**About this exercise**: Check every line of the data below for the word "fascia". Copy the ones that have it.

(Referring expression pointing data)
====================
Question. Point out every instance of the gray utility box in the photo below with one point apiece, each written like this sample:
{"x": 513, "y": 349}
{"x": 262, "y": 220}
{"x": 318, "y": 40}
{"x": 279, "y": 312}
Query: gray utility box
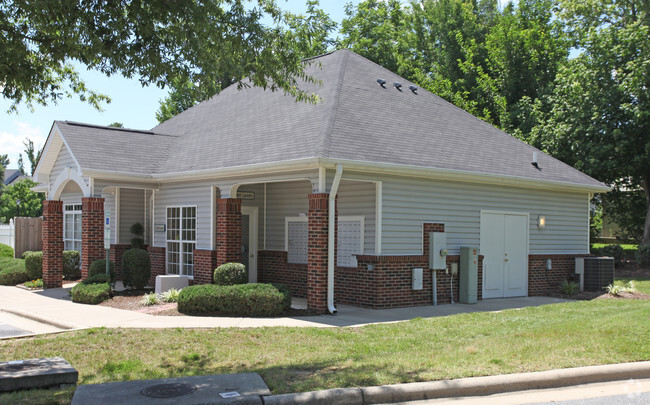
{"x": 468, "y": 276}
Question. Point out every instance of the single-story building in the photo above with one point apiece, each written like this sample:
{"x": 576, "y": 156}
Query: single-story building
{"x": 336, "y": 199}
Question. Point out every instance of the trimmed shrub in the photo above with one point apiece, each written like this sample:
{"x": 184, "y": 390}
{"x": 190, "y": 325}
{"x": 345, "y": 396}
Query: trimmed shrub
{"x": 230, "y": 274}
{"x": 643, "y": 255}
{"x": 34, "y": 264}
{"x": 90, "y": 293}
{"x": 71, "y": 269}
{"x": 615, "y": 251}
{"x": 13, "y": 276}
{"x": 136, "y": 268}
{"x": 232, "y": 300}
{"x": 6, "y": 250}
{"x": 138, "y": 241}
{"x": 97, "y": 279}
{"x": 99, "y": 267}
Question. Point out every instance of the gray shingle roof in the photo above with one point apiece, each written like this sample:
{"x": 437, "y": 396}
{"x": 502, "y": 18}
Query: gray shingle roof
{"x": 356, "y": 119}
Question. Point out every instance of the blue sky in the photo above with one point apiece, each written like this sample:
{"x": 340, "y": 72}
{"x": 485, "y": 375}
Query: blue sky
{"x": 132, "y": 104}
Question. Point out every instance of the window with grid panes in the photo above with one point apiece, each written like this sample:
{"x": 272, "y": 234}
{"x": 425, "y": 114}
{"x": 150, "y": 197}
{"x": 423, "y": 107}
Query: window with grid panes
{"x": 181, "y": 240}
{"x": 72, "y": 227}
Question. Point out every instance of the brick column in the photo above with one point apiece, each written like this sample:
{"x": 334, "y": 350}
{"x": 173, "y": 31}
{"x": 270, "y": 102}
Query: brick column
{"x": 317, "y": 252}
{"x": 52, "y": 243}
{"x": 92, "y": 232}
{"x": 228, "y": 230}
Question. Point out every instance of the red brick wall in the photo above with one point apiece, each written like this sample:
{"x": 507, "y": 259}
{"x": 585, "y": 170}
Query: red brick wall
{"x": 92, "y": 232}
{"x": 541, "y": 281}
{"x": 317, "y": 252}
{"x": 205, "y": 261}
{"x": 228, "y": 230}
{"x": 116, "y": 253}
{"x": 273, "y": 268}
{"x": 52, "y": 243}
{"x": 158, "y": 262}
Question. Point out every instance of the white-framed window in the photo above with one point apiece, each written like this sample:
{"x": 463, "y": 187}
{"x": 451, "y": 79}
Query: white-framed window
{"x": 72, "y": 227}
{"x": 181, "y": 240}
{"x": 295, "y": 239}
{"x": 350, "y": 240}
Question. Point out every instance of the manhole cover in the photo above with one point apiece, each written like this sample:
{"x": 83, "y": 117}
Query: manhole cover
{"x": 169, "y": 390}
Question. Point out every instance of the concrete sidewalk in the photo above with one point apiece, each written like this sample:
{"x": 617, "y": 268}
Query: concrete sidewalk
{"x": 54, "y": 307}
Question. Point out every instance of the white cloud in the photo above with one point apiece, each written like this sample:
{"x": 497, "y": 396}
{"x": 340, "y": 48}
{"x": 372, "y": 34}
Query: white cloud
{"x": 12, "y": 141}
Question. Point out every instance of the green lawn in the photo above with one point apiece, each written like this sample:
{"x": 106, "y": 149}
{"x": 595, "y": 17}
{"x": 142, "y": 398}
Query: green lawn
{"x": 303, "y": 359}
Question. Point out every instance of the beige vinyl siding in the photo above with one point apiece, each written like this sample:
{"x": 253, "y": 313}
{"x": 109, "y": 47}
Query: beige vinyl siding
{"x": 358, "y": 198}
{"x": 408, "y": 202}
{"x": 131, "y": 211}
{"x": 174, "y": 195}
{"x": 285, "y": 199}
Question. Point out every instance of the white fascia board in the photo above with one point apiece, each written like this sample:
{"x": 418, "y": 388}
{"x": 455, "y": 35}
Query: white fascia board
====================
**Exercise answer**:
Question. Point out every instance of the white fascia board in the photo above with one point apiece, each written like this sample:
Query: white fascia board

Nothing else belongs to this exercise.